[EXERCISE AIM]
Rewrite every line from the one with "I would be grateful if you could mark the white" up to and including the last line of the records, requests included, and shift each coordinate in the answers up by 22. Leave the numbers in the requests, sample points included, unchanged.

═════ DATA ═════

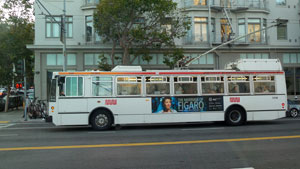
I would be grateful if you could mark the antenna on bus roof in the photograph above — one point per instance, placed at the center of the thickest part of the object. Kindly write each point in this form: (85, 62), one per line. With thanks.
(127, 69)
(184, 64)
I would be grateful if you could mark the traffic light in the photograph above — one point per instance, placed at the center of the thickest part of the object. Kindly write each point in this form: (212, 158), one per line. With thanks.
(20, 67)
(19, 86)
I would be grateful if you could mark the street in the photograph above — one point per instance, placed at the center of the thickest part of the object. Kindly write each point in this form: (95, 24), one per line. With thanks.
(258, 145)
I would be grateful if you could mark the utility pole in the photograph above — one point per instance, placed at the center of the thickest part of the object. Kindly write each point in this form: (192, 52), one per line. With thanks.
(64, 33)
(25, 91)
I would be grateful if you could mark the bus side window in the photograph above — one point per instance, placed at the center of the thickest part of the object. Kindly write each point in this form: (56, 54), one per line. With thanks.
(129, 85)
(264, 84)
(185, 85)
(74, 86)
(238, 84)
(212, 85)
(157, 85)
(102, 86)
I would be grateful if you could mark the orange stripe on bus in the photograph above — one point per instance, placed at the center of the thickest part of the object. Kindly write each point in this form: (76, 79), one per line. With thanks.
(106, 73)
(161, 73)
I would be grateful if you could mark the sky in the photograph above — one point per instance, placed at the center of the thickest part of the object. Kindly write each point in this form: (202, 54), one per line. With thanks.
(16, 9)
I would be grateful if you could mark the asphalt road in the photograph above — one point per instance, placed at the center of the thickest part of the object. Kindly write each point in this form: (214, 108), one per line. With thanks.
(258, 145)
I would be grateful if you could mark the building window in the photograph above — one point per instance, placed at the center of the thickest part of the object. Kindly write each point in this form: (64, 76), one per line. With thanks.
(254, 25)
(213, 30)
(91, 59)
(203, 60)
(254, 55)
(90, 34)
(264, 32)
(291, 58)
(280, 2)
(282, 31)
(200, 2)
(58, 59)
(242, 29)
(225, 3)
(225, 30)
(53, 26)
(200, 28)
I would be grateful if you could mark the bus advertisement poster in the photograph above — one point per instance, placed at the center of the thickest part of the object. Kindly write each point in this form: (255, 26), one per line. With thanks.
(187, 104)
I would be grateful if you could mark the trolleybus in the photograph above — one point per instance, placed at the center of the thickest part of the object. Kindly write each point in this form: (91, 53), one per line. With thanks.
(247, 90)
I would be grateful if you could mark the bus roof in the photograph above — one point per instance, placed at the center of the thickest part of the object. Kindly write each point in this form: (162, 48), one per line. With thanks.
(242, 66)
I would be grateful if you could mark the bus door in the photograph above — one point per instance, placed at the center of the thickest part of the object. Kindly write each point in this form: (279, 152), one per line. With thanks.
(53, 106)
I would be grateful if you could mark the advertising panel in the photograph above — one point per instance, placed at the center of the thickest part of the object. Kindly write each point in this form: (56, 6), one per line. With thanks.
(187, 104)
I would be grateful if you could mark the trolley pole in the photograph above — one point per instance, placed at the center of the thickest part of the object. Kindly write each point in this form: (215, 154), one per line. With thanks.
(25, 92)
(64, 33)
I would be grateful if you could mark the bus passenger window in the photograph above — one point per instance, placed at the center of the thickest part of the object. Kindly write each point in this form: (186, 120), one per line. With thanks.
(157, 85)
(238, 84)
(264, 84)
(74, 86)
(185, 85)
(129, 86)
(102, 86)
(212, 85)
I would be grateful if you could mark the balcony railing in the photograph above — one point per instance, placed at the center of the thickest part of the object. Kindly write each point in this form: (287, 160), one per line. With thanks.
(92, 39)
(217, 40)
(90, 3)
(231, 4)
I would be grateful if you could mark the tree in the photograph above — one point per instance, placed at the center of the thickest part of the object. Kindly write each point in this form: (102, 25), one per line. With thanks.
(138, 26)
(16, 32)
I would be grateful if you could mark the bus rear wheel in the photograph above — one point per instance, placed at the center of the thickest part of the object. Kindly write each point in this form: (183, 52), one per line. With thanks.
(101, 120)
(235, 116)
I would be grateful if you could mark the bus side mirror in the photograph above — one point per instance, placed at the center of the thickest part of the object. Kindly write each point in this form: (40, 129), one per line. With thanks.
(61, 80)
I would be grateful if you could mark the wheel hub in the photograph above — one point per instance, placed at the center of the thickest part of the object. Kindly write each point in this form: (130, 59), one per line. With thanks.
(101, 120)
(235, 116)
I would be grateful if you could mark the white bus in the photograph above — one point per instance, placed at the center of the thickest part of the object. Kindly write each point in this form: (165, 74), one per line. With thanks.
(128, 95)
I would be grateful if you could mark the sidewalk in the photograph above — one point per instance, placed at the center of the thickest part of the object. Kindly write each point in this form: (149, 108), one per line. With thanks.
(14, 116)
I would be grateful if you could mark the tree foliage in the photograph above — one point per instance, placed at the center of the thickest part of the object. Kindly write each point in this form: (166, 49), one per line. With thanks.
(138, 26)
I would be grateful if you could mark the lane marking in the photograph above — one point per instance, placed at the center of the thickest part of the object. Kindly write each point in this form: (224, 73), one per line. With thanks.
(2, 126)
(216, 128)
(9, 135)
(150, 143)
(103, 132)
(53, 127)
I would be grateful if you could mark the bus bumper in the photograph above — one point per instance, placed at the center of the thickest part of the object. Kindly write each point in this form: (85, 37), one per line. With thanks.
(48, 119)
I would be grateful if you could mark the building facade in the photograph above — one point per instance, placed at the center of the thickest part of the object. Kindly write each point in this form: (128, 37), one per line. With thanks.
(213, 22)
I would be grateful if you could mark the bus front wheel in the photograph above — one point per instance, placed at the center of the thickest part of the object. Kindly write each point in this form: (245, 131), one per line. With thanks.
(235, 116)
(101, 120)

═════

[RESPONSE TO THIS TASK]
I would be grateful if you could mark the white bus in the photograph above — one point per instance, placed at the center of the thickest part of the object. Kindly write each point in this form: (165, 74), one per line. With thanks.
(150, 117)
I would be grateful if you could mark the sidewalk in the photograph above — one point per instance, placed at the center of the thickest part of the object. Kindly write each point in this form: (149, 108), one per line. With thanks.
(36, 138)
I would be grateful if you could mark the tree foliage in the photograph above — one point per instance, placed at the center of the thickest part of the object. Kindly write each point in this form: (166, 49), one per line. With thanks.
(160, 48)
I would be grateful if you could mark the lane marking in the photograph above — one point per instance, placed at the center of the thickest part of the object. Kindly write each point in this form: (224, 73), one per line. With thanks.
(24, 148)
(238, 150)
(31, 157)
(172, 165)
(125, 154)
(75, 149)
I would be grateful if you could mark the bus bumper in the photograph above — one point per instance, placed at the center of the thickest part of the object. Kindly write each point in this form: (85, 37), one per line. With thanks.
(70, 141)
I would be grateful if you could mark the building facade in the photograph above — one point per instance, placed at the center of the thickest part of the object. Kindly write each point in this form: (128, 37), one per line. With thanks.
(235, 44)
I would be grateful if you could mark the bus front wheel in the photograph above — one point per instance, placed at the center of the thickest part of the object. Kindly write each point in this form: (245, 131), one per line. With thanks.
(257, 138)
(123, 142)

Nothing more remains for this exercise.